# Cab carpet set.



## alexblack13 (Feb 10, 2013)

Hello folks.

Can anyone recommend a supplier of a decent quality carpet set for the cab of our new Transit? Looking on Ebay there are a few but I am worried about the fit and quality of the items.

Thanks in advance.

AB13


----------



## cabby (May 14, 2005)

You would be better off making a template of thick paper and ask a local carpet shop to make a set up for you, you can then choose the colour as well.

cabby


----------



## Happycampers (Mar 11, 2008)

You could give Gary a call here http://www.kustomsport.co.uk/.

Nice chap not sure on price but worth a try

Nigel


----------



## Spacerunner (Mar 18, 2006)

Try your local Ford main dealer.

I bought a fitted carpet for my Fiat from a spares department.
Good fit, waterproof backing, carpet screws and a nice Ducato logo.

Less than £35!!


----------



## cabby (May 14, 2005)

Dare I ask why a Ford Dealer had a Fiat part in his stores. :roll: :roll: 

cabby


----------



## VanFlair (Nov 21, 2009)

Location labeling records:
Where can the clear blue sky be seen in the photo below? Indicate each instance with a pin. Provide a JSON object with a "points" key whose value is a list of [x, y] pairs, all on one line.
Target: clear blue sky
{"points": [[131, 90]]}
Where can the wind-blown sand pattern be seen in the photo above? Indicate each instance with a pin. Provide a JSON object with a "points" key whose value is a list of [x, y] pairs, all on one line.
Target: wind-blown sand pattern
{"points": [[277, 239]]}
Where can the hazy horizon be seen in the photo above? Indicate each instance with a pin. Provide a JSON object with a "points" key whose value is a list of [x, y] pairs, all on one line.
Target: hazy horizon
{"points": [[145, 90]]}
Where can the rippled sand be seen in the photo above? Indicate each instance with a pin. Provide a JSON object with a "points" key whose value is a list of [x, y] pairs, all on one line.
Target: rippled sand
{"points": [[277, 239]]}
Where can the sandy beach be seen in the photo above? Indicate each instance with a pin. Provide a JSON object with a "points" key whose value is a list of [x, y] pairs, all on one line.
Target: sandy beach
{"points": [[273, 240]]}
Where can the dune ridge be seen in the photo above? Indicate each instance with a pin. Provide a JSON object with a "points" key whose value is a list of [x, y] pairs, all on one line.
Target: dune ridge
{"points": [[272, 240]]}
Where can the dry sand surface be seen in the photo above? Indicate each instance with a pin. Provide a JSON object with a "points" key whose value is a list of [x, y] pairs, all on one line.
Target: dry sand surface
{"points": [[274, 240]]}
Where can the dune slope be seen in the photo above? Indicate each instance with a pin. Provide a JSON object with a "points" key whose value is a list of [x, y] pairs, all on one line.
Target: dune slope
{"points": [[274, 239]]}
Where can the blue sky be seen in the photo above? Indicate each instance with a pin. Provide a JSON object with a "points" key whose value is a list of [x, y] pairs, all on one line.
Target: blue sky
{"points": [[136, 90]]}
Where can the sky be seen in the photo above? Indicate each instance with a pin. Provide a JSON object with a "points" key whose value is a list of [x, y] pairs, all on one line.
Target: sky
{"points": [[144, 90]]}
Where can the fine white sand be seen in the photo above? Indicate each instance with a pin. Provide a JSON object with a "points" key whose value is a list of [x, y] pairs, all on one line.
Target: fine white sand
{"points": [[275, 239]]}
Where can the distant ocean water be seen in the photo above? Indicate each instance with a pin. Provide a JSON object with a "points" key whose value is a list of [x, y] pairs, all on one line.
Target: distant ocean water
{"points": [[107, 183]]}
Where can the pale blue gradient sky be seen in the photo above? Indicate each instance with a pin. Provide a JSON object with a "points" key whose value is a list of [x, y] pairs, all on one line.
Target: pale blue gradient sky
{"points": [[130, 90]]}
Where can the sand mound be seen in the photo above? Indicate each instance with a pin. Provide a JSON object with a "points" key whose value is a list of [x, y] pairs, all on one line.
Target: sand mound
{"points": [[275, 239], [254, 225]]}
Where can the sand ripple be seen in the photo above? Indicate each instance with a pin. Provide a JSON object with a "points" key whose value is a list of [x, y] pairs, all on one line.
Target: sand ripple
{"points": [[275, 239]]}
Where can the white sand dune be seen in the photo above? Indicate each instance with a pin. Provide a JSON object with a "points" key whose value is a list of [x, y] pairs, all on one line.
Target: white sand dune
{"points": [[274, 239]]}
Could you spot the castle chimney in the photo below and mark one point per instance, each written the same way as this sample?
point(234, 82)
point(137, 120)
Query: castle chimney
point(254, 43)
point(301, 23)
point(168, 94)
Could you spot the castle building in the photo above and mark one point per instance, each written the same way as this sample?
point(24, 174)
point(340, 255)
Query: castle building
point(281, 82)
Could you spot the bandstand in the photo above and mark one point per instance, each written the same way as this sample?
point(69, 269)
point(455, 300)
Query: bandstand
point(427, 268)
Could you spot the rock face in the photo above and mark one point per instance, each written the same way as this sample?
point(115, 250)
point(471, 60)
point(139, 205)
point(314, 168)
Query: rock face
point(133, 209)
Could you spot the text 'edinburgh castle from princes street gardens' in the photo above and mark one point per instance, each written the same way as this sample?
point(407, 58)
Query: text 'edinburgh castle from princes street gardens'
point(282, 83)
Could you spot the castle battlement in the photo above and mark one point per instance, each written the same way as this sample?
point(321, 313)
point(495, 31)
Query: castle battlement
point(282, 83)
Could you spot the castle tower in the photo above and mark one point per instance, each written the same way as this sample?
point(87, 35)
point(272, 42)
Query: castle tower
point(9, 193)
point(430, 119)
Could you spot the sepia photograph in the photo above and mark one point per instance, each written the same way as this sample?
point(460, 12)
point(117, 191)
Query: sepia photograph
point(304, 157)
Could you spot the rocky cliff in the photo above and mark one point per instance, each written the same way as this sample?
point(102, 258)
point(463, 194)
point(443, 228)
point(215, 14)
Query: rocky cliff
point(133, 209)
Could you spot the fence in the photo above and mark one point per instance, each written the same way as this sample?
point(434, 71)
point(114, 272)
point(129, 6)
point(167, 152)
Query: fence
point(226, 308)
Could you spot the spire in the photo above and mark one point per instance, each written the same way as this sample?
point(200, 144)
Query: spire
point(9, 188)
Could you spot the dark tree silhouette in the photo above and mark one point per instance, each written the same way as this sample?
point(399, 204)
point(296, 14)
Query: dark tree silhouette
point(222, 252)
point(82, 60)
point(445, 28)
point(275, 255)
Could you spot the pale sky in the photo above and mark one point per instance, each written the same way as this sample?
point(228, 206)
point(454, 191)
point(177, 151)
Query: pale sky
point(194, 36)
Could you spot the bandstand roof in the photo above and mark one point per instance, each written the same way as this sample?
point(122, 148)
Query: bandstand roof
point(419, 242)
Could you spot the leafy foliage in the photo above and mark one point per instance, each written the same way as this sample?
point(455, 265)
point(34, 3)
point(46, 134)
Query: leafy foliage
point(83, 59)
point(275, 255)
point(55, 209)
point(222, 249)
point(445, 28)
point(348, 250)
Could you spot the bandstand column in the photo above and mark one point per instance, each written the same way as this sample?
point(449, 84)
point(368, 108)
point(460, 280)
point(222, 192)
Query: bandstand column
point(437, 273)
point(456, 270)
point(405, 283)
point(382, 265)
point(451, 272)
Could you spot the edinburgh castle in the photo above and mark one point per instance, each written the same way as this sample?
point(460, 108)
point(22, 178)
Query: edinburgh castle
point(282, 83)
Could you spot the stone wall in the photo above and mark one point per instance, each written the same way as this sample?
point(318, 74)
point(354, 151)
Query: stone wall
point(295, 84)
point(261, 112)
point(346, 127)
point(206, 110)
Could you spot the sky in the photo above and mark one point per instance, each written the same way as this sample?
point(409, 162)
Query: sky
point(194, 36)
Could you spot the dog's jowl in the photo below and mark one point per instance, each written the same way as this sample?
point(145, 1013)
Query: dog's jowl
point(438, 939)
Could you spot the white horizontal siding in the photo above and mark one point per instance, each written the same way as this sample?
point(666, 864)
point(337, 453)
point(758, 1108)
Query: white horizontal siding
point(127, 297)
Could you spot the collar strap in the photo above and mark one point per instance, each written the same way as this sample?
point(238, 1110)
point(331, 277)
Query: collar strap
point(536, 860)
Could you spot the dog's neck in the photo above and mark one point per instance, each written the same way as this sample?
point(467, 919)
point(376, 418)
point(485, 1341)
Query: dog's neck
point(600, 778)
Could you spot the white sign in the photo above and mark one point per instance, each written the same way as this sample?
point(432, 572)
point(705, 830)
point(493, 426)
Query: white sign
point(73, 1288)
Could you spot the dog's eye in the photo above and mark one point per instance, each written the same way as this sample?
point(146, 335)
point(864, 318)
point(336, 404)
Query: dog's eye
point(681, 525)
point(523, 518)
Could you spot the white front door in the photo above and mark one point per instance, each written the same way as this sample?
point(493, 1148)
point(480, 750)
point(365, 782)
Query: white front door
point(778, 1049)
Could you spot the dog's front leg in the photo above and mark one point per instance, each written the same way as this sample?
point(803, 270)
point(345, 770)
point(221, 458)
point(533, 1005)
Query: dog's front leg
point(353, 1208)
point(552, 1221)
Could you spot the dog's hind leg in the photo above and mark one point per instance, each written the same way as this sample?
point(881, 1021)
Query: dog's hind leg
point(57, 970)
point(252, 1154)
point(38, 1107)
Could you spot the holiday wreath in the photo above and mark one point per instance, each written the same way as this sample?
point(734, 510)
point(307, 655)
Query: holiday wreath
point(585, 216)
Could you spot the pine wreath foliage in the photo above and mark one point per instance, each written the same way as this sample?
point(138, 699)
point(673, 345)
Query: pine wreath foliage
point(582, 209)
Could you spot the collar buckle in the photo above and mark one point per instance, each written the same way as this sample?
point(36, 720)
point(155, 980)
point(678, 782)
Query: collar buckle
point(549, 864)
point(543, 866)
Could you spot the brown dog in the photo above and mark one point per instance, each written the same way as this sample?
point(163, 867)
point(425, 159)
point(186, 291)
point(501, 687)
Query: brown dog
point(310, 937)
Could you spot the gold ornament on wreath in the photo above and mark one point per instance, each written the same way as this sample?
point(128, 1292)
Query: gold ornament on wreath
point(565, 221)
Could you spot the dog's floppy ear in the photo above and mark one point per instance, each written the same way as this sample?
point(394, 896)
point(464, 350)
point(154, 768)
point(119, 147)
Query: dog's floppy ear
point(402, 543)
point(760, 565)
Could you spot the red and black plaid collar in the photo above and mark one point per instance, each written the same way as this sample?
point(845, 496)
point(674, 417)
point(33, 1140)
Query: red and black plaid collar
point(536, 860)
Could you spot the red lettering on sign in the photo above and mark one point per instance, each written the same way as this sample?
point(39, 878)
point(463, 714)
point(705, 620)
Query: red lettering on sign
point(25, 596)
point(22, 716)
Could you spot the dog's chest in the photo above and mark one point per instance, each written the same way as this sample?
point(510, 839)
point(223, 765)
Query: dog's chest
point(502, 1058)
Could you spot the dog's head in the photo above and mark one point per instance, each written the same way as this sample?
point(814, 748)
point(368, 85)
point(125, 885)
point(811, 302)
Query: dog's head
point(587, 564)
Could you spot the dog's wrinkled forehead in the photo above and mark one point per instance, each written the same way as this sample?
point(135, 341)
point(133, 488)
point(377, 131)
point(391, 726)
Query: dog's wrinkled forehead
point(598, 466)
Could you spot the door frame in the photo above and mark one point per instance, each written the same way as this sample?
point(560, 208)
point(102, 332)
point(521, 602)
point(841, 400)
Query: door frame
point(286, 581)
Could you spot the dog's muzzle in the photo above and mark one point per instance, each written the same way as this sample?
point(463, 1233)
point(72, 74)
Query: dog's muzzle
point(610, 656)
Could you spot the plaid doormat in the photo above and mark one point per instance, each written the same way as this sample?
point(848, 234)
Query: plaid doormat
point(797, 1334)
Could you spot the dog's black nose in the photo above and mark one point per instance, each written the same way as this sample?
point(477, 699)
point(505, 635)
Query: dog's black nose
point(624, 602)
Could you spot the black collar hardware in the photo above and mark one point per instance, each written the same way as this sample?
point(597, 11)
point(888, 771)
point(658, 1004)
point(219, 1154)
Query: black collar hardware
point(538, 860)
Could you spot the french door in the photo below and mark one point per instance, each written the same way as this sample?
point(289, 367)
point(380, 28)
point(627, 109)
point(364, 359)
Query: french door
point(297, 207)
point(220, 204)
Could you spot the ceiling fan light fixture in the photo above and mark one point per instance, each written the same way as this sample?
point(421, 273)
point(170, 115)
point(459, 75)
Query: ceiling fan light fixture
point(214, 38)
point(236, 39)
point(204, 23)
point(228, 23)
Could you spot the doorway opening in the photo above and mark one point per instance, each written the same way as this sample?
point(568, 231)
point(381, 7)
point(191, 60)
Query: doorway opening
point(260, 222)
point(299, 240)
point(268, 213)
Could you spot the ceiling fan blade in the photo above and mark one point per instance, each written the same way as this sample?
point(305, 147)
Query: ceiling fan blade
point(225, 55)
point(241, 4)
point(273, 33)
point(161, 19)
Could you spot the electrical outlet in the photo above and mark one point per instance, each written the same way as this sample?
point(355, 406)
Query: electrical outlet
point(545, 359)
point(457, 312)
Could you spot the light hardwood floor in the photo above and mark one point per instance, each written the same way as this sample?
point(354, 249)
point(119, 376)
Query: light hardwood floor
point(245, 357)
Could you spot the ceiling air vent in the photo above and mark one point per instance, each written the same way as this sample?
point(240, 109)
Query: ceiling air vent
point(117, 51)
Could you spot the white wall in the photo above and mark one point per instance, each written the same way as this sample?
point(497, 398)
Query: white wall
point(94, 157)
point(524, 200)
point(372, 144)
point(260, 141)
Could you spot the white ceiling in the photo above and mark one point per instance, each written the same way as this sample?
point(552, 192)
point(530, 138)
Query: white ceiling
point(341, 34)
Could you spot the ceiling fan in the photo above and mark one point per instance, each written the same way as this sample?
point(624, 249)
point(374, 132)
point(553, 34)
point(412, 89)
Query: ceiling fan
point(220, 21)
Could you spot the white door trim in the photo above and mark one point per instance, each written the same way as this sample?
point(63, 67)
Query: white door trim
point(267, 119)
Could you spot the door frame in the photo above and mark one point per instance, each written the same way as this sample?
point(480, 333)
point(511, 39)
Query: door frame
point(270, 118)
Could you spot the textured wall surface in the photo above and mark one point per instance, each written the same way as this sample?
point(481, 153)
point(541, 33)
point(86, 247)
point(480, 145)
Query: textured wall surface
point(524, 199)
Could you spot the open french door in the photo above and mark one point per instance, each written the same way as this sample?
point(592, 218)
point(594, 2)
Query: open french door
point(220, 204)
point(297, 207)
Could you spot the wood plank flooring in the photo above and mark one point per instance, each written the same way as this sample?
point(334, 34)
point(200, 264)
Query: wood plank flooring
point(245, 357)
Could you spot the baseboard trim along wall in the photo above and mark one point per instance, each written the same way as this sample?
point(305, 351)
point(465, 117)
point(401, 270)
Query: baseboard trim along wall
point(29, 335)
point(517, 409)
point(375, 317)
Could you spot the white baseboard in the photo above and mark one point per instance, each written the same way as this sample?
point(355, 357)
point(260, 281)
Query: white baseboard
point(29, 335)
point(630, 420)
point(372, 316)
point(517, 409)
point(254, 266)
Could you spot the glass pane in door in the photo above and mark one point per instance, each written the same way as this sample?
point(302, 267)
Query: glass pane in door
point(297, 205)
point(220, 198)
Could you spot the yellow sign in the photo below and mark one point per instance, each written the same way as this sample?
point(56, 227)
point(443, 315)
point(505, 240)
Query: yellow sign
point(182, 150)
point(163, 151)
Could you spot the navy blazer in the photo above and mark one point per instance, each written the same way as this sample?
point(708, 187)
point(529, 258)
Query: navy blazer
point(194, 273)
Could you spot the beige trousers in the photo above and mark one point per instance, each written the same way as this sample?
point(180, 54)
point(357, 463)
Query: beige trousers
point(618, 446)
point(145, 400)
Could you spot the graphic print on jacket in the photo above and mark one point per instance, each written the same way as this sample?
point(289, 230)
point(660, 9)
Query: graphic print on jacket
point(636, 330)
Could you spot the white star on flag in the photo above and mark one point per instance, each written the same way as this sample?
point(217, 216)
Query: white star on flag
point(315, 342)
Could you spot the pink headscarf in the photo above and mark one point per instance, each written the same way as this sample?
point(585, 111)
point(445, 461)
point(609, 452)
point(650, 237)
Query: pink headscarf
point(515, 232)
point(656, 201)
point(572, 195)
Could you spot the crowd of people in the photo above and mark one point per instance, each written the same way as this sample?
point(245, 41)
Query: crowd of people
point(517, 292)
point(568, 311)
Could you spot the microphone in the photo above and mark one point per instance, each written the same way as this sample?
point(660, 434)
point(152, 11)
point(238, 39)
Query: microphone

Request:
Write the next part of the forum thread about a cab carpet set for a Transit, picking up after its final header.

Reply:
Cabby

I think spacerunner means try the a Ford dealer as the OP has a transit and he may get what he requires just as he did for his Fiat from a Fiat dealer.

Or I could be wrong, in which case I am with you.

Martin


----------



## nukeadmin (Oct 10, 2003)

or try this guy, he used to advertise on here
http://www.bespokerugs.com/caravans_and_motorhomes.php


----------



## alexblack13 (Feb 10, 2013)

Tried Ford. Nothing offered as an optional extra..

Will try the links given

Thanks to all..

AB13


----------



## alexblack13 (Feb 10, 2013)

Drawing a blank here. No answers to my emails so far. Looks like an ebay job.... :?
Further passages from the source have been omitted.